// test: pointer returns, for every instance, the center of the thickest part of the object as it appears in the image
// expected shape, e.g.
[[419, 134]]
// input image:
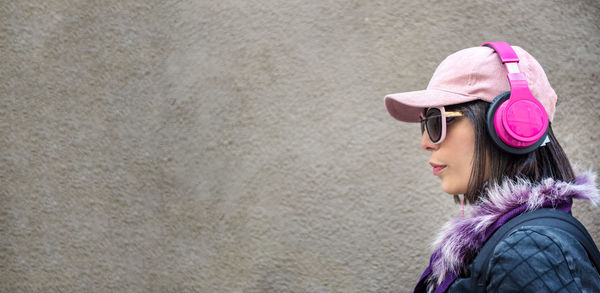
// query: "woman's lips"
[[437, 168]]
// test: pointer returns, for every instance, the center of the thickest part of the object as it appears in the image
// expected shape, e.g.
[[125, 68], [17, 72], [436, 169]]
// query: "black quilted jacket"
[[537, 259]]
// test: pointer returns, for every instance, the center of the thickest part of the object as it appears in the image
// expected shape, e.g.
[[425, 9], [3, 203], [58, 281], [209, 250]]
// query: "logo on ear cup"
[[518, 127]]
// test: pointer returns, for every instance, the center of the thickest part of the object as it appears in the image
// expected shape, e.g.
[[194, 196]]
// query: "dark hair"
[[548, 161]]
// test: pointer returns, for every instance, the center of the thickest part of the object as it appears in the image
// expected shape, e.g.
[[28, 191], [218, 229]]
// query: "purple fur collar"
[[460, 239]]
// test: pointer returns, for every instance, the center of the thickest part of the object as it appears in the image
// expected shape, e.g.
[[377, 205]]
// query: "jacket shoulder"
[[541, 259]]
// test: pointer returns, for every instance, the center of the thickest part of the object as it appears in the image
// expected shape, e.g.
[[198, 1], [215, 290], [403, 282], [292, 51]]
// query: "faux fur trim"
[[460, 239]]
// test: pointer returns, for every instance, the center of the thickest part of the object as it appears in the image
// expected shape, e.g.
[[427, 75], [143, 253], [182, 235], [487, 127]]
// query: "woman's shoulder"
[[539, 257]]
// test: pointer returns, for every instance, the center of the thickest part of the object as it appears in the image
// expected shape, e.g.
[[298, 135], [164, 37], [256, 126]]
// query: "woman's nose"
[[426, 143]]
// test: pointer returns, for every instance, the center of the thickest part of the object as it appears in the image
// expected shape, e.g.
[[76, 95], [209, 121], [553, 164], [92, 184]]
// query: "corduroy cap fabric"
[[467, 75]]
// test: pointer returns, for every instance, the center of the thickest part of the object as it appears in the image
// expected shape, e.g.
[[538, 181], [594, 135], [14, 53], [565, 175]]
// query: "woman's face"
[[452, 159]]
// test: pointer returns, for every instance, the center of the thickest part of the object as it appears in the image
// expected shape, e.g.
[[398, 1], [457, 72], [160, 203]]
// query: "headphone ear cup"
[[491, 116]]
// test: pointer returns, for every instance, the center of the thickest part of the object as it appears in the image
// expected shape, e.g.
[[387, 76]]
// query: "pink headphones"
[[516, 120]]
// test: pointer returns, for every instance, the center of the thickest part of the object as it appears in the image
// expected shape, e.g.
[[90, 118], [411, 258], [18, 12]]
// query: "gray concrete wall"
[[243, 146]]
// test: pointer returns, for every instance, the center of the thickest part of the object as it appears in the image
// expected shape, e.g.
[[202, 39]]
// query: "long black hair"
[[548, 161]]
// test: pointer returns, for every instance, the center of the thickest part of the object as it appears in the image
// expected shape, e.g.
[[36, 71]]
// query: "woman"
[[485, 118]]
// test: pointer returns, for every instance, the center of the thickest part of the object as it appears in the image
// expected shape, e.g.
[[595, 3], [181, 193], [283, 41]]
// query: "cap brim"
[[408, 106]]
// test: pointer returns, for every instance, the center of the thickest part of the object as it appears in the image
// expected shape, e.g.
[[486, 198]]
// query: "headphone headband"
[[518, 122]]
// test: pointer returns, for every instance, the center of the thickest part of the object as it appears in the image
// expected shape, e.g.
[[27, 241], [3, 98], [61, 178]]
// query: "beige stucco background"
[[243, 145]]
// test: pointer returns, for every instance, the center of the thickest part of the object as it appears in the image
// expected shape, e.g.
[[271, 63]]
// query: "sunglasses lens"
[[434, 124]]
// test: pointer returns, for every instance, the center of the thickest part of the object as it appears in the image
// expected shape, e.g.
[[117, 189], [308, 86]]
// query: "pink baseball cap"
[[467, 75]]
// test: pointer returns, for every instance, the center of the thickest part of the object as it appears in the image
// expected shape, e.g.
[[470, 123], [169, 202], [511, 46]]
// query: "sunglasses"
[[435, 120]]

◇ ◇ ◇ ◇ ◇

THE EXERCISE. Using the material above, retype each entry exactly and omit the pictures.

FINISHED TASK.
// test: pointer returns, for every instance, the center of the thickest part of the object as it appears in the image
// expected shape, e.g.
[[419, 134]]
// input image:
// query: "woman's lips"
[[437, 168]]
// test: pointer returns, for every instance, the center of the thickest part of the object as it appears in the image
// expected shape, e.g.
[[125, 68], [17, 72], [436, 169]]
// query: "black quilted jacket"
[[537, 259]]
// test: pointer returns, for every instance, the center of the thickest part of the object as it appears in the image
// expected shape, e.g.
[[425, 9], [3, 203], [58, 281], [209, 250]]
// query: "logo on ear cup"
[[518, 127]]
// test: pointer returns, for every instance, the center of the thickest part of the object as it appears in the image
// expected shape, e.g.
[[194, 196]]
// query: "dark hair"
[[548, 161]]
// test: pointer returns, for every instance, the center of the thickest part of the object as it appears in the image
// expected shape, e.g.
[[28, 191], [218, 229]]
// query: "purple fur collar"
[[460, 239]]
// test: pointer returns, for every instance, the center of the thickest part of the object as it appears in the image
// expected shape, e.g.
[[377, 205]]
// query: "jacket shoulder"
[[541, 259]]
// test: pointer returns, for every instance, the center of the thickest part of the object as it appears in the image
// expected shape, e.g.
[[198, 1], [215, 290], [403, 282], [292, 51]]
// query: "faux fur trim"
[[460, 239]]
// test: pointer returns, for every instance, the center of the thickest part of the object as it appears in the image
// expected shape, e.g.
[[427, 75], [143, 253], [182, 235], [487, 127]]
// query: "woman's shoulder"
[[539, 257]]
// test: pointer returns, for every instance, the center of the thickest part of the object as it appears in the image
// expected shape, e.g.
[[298, 135], [164, 37], [256, 126]]
// query: "woman's nose"
[[426, 143]]
// test: pointer returns, for every instance, the center of the thickest part of the object as it appears in the image
// expected shape, e.g.
[[76, 95], [209, 121], [553, 164], [92, 184]]
// query: "corduroy cap fabric"
[[467, 75]]
// test: pointer returns, for every instance, the center of the thickest part of the object as it appears in the image
// expected shape, e.g.
[[538, 181], [594, 135], [14, 53], [565, 175]]
// query: "woman's face"
[[452, 159]]
// test: pointer returns, for every instance, the center of the thickest part of the object as it appears in the image
// expected shape, e.g.
[[398, 1], [457, 72], [160, 203]]
// query: "headphone ear cup"
[[491, 116]]
// test: pointer returns, for every instance, the center of the thickest part of the object as it appears in the image
// expected shape, e.g.
[[387, 76]]
// query: "pink headphones"
[[516, 120]]
// test: pointer returns, for every instance, the center of the thickest part of the object as it appears in the image
// expected shape, e.g.
[[90, 118], [411, 258], [18, 12]]
// query: "gray concrete wall"
[[243, 146]]
// test: pointer returns, for every instance, the center of the thickest part of the object as it appears in the image
// expected shape, e.g.
[[202, 39]]
// query: "long black hair"
[[548, 161]]
// test: pointer returns, for every instance, the center of the thickest part of the object as it appears in the image
// expected shape, e.g.
[[36, 71]]
// query: "woman"
[[485, 118]]
// test: pointer returns, for every instance, the center of the thickest part of the object as it appears in the image
// expected shape, e.g.
[[595, 3], [181, 193], [283, 41]]
// query: "cap brim"
[[408, 106]]
// test: pointer returns, for every instance, the center of the thickest part of the object as it appears in the image
// expected shape, e.g.
[[486, 198]]
// query: "headphone headband"
[[518, 122]]
// test: pointer returns, for every instance, the center of the thickest part of the object as it appears in the image
// expected shape, e.g.
[[27, 241], [3, 98], [61, 178]]
// query: "beige stucco background"
[[243, 145]]
// test: pointer returns, for every instance, the center of the thickest part of the object as it appears in the image
// expected shape, e.g.
[[271, 63]]
// query: "sunglasses lens"
[[434, 124]]
// test: pointer returns, for every instance, the center of the thickest part of the object as it appears in the image
// expected shape, e.g.
[[117, 189], [308, 86]]
// query: "pink baseball cap"
[[467, 75]]
// test: pointer returns, for every instance, the center of the thickest part of the object as it appears in the image
// expected shape, e.g.
[[470, 123], [169, 202], [511, 46]]
// query: "sunglasses"
[[435, 120]]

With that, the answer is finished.